··· Extracted information ···

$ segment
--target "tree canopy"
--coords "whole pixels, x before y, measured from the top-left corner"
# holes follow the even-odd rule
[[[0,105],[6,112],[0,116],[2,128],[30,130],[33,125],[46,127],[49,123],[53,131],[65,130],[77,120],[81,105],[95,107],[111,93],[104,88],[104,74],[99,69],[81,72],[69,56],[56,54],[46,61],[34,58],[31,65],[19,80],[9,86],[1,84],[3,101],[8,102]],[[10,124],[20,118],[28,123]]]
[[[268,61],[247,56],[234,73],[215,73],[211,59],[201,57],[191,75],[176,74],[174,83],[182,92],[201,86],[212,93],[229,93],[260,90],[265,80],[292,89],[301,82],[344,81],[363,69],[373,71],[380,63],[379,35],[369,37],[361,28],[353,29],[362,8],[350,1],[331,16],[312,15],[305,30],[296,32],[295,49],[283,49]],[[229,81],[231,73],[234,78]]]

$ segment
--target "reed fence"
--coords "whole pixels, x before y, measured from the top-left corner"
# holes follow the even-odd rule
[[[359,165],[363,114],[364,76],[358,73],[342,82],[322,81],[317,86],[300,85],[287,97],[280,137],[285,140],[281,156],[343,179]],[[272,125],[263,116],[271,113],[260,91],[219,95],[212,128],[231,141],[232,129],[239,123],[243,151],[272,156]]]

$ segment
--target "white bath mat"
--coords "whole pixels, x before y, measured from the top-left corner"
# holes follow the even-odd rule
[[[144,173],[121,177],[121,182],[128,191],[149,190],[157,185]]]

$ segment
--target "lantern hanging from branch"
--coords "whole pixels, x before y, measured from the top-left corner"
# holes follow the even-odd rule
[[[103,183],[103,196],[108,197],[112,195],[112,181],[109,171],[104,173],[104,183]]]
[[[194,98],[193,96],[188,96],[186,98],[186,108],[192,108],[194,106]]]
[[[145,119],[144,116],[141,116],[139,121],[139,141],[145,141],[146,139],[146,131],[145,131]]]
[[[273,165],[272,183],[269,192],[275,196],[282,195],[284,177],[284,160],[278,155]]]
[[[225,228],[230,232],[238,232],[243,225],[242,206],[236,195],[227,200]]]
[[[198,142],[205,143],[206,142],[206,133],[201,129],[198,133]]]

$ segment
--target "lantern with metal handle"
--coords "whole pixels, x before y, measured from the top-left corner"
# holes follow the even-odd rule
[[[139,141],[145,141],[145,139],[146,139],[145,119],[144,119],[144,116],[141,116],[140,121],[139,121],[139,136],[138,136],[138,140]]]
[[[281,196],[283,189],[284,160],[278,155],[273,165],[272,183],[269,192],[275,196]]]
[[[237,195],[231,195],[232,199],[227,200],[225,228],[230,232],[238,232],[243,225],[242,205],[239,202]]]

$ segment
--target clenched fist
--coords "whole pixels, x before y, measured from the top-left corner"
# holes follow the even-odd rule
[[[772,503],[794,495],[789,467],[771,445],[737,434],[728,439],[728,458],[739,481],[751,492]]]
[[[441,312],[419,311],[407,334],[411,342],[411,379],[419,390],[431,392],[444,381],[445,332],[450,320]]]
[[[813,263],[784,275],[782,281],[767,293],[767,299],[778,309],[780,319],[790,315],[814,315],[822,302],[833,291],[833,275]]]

···
··· Extracted information ···

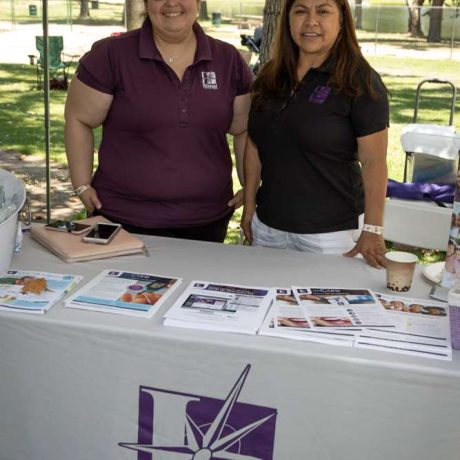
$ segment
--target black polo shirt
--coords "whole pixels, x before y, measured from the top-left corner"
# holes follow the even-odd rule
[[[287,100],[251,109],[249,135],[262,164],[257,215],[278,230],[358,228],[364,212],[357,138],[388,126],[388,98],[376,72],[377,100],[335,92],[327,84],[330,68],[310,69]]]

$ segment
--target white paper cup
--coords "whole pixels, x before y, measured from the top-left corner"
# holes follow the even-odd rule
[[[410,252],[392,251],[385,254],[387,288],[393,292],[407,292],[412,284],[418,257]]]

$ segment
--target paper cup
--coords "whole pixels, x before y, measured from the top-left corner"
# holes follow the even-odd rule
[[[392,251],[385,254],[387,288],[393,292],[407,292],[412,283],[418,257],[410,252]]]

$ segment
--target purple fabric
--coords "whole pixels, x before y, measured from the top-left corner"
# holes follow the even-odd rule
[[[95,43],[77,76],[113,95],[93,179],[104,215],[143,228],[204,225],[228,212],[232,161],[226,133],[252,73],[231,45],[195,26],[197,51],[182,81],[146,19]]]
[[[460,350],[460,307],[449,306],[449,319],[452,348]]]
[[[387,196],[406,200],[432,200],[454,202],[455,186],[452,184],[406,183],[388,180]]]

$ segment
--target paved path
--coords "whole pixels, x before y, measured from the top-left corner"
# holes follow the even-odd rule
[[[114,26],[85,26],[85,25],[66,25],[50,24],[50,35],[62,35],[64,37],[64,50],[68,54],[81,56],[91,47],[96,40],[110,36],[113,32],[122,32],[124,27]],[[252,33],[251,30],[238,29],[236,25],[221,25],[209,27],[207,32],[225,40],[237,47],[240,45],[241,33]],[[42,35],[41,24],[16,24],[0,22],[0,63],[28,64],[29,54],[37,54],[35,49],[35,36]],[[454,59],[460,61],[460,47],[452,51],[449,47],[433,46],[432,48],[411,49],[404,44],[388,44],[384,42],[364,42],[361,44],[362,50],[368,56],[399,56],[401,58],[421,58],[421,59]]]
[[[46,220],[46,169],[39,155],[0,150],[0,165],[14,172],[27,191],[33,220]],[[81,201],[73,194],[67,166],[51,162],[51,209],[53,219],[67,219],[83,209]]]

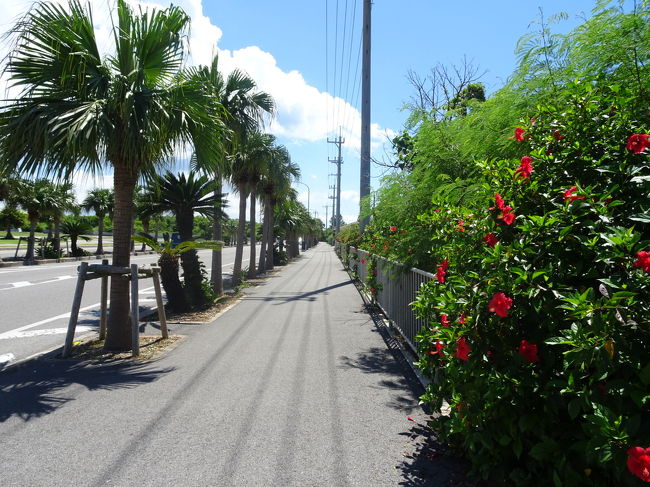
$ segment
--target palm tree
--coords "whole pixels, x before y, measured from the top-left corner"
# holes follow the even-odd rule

···

Task description: Which lines above contain "paper"? Show each of them.

Result:
--target white paper cup
--target paper cup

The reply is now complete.